■ **What is being asked**: Among the lines below, copy exactly those from the one with "Target: climbing vine" through the one with "column 633, row 595", counting both ends.

(Beginning of Input for this task)

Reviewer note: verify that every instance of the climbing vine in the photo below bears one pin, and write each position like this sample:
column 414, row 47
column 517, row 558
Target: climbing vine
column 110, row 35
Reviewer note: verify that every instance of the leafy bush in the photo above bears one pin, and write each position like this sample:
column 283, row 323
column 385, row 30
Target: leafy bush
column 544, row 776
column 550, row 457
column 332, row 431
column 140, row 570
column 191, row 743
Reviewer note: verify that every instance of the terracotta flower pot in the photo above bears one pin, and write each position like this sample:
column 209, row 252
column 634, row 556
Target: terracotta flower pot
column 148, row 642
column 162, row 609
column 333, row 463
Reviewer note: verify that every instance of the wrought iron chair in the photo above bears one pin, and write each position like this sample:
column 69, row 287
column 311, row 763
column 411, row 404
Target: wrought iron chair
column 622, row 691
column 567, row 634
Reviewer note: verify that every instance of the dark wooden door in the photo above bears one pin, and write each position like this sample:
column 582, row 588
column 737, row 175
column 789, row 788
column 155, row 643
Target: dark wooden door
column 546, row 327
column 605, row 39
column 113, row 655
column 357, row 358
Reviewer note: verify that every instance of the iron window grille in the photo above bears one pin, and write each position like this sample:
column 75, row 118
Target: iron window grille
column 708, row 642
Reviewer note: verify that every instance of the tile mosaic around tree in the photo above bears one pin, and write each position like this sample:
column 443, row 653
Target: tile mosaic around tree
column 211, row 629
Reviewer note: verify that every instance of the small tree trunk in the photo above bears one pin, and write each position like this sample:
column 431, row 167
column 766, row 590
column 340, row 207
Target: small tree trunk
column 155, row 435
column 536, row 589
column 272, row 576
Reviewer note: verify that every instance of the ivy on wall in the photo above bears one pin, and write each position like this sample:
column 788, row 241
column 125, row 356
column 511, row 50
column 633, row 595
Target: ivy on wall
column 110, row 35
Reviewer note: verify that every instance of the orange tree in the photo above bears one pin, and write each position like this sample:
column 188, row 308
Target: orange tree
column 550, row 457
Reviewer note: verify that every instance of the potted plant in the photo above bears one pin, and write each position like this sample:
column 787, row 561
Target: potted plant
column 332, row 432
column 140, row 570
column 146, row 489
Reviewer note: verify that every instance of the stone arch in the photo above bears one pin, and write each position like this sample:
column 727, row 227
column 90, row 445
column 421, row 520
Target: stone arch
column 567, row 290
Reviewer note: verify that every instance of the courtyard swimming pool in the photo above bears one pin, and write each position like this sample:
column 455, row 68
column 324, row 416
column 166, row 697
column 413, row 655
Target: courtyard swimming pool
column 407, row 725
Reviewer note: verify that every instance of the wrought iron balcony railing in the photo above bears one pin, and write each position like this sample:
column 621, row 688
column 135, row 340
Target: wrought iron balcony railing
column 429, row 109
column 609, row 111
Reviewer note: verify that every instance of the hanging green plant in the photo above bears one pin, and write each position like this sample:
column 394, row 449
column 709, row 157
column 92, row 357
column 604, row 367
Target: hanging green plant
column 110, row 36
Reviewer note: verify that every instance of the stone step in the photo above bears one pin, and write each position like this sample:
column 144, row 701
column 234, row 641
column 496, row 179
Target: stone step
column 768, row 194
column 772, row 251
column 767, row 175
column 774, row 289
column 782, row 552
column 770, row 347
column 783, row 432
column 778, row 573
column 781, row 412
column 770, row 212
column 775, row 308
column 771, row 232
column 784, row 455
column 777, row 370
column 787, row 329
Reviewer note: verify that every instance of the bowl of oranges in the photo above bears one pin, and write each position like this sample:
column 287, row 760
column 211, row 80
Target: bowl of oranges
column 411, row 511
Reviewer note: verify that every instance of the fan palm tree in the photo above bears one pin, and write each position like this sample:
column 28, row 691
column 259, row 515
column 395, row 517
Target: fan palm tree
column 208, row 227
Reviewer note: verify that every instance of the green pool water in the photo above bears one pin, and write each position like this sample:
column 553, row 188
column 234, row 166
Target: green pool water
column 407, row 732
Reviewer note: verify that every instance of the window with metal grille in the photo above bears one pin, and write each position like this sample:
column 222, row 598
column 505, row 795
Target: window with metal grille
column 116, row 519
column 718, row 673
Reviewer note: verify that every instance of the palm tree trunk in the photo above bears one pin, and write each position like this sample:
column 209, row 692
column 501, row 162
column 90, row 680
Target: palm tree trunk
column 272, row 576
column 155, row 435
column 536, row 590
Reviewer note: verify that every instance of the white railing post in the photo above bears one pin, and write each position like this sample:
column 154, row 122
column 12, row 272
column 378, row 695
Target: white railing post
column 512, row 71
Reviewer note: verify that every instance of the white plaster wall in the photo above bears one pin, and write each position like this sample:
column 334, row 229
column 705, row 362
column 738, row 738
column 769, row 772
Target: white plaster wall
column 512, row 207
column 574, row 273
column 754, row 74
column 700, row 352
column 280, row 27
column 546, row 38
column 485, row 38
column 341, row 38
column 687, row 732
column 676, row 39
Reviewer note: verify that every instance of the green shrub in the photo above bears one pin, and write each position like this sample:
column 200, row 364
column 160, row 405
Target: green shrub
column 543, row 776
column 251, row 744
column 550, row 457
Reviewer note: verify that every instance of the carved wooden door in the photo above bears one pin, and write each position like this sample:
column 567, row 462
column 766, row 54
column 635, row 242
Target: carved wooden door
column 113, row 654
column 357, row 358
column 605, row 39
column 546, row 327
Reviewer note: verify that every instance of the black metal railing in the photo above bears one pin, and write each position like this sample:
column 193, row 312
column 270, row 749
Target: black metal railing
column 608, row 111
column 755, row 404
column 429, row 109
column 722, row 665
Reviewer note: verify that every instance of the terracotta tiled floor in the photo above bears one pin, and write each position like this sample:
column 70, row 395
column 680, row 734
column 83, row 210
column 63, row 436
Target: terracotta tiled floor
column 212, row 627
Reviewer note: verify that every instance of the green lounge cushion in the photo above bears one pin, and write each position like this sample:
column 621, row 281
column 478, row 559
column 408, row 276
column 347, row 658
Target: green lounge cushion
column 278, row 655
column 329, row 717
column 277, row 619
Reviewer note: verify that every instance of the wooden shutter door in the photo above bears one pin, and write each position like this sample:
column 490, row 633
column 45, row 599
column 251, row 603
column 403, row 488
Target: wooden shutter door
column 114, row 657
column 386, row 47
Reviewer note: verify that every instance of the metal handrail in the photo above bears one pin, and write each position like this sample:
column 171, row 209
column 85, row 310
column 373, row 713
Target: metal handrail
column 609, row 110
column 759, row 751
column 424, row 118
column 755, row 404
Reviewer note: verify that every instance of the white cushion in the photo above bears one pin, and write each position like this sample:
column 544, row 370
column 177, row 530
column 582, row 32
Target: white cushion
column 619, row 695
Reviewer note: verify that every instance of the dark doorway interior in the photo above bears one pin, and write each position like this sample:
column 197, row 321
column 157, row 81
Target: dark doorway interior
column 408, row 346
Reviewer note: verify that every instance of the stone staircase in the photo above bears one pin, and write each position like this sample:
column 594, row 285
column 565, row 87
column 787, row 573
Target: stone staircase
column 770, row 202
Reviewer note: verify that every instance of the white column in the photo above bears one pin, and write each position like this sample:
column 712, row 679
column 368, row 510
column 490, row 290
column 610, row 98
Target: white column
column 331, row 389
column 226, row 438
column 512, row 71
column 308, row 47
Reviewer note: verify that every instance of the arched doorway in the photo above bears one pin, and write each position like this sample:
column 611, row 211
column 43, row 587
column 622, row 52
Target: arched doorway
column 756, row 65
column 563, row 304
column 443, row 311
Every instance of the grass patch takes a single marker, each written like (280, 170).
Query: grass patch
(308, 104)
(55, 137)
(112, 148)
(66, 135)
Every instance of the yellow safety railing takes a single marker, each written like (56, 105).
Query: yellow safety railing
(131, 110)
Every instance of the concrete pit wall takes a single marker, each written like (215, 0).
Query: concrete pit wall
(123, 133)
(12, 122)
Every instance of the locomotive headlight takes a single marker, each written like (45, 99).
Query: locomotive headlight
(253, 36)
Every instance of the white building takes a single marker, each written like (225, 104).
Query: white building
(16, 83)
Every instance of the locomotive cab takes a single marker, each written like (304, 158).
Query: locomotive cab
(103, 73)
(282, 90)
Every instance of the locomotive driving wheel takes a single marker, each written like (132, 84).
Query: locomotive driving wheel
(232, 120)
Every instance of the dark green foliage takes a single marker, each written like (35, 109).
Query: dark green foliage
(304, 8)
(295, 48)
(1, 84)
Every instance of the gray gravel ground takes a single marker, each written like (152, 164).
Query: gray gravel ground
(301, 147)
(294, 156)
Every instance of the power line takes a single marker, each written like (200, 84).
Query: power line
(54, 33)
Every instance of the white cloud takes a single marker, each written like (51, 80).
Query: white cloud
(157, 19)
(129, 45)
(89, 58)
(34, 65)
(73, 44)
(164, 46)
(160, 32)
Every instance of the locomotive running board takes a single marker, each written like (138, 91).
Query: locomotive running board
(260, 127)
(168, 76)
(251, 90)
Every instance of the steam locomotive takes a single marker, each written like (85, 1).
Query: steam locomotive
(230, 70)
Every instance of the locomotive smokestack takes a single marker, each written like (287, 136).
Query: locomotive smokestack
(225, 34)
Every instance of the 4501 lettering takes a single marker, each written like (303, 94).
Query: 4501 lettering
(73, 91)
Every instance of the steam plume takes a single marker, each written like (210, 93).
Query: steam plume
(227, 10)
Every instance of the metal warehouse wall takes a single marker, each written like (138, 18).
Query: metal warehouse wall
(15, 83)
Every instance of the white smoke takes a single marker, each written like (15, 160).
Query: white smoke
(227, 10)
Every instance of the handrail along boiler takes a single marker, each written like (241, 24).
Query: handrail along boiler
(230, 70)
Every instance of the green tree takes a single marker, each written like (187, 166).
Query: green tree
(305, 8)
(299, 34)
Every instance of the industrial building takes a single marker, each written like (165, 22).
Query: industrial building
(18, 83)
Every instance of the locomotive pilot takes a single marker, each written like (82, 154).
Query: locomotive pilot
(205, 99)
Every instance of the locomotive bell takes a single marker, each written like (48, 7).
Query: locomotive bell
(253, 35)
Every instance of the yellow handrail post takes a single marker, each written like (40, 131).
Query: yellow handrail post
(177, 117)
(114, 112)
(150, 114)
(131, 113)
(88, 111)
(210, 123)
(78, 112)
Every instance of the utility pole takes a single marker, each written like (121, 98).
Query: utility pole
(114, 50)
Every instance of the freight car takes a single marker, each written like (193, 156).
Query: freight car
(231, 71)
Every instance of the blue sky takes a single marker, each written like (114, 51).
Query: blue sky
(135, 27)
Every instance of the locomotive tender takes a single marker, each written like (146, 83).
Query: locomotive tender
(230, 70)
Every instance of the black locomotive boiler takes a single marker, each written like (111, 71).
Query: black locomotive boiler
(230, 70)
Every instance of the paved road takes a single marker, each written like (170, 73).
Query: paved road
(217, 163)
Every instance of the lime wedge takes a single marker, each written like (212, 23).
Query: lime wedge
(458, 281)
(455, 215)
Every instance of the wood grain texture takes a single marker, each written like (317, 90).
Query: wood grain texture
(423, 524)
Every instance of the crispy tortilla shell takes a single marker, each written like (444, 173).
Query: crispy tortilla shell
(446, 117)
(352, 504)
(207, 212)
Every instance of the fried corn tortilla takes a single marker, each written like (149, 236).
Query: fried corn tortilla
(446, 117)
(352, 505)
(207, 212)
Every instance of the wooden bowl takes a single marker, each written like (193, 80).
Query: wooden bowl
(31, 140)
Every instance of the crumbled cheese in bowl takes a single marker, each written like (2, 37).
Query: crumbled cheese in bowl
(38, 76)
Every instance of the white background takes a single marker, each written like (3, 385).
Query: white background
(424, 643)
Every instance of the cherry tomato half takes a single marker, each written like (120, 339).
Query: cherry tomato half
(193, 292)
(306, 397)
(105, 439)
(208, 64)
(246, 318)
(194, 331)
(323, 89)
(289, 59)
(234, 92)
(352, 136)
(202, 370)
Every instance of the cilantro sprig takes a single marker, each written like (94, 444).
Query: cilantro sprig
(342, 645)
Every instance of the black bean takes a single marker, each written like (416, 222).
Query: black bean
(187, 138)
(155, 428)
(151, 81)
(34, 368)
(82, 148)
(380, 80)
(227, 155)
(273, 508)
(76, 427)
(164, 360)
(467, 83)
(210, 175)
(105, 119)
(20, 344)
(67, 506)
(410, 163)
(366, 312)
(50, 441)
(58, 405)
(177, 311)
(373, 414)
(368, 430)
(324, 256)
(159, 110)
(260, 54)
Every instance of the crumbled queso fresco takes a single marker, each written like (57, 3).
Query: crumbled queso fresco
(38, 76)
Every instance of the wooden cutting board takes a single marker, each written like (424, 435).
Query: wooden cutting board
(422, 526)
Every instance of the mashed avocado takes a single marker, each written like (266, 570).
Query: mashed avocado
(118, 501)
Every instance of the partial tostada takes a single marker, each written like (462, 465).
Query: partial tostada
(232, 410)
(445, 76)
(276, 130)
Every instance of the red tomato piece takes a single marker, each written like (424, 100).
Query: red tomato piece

(End of Input for this task)

■ **Result for this task**:
Target: climbing vine
column 110, row 35
Reviewer note: verify that every instance of the leafy bush in the photo above bears one pin, and write each position like this sample:
column 283, row 323
column 385, row 30
Target: leafy bush
column 544, row 776
column 550, row 457
column 332, row 431
column 140, row 570
column 191, row 743
Reviewer note: verify that every instance of the terracotta flower pot in the photo above bears one pin, and write each position like this sample:
column 209, row 252
column 634, row 556
Target: terracotta flower pot
column 148, row 642
column 162, row 609
column 333, row 463
Reviewer note: verify that every instance of the wrought iron chair in the photo above bears one pin, and write each position like this sample:
column 69, row 287
column 311, row 763
column 411, row 404
Target: wrought iron chair
column 622, row 691
column 567, row 634
Reviewer note: verify that every instance of the dark wooden door in the photo above bears one pin, and write each position like this sample:
column 582, row 588
column 737, row 175
column 789, row 788
column 155, row 643
Target: dark wooden door
column 546, row 327
column 605, row 39
column 113, row 655
column 357, row 358
Reviewer note: verify that every instance of the iron window grille in the photo above bears one pin, and write each position like this sample:
column 75, row 118
Target: iron window grille
column 708, row 642
Reviewer note: verify that every instance of the tile mosaic around tree in the photo above bears one pin, and write each position like this sample:
column 443, row 653
Target: tile mosaic around tree
column 211, row 629
Reviewer note: verify that every instance of the small tree trunk in the photo above bears one pin, and write each position like this sample:
column 431, row 167
column 766, row 590
column 340, row 207
Target: small tree trunk
column 155, row 435
column 536, row 589
column 272, row 576
Reviewer note: verify that every instance of the ivy on wall in the photo above bears one pin, and write each position like this sample:
column 788, row 241
column 125, row 356
column 511, row 50
column 633, row 595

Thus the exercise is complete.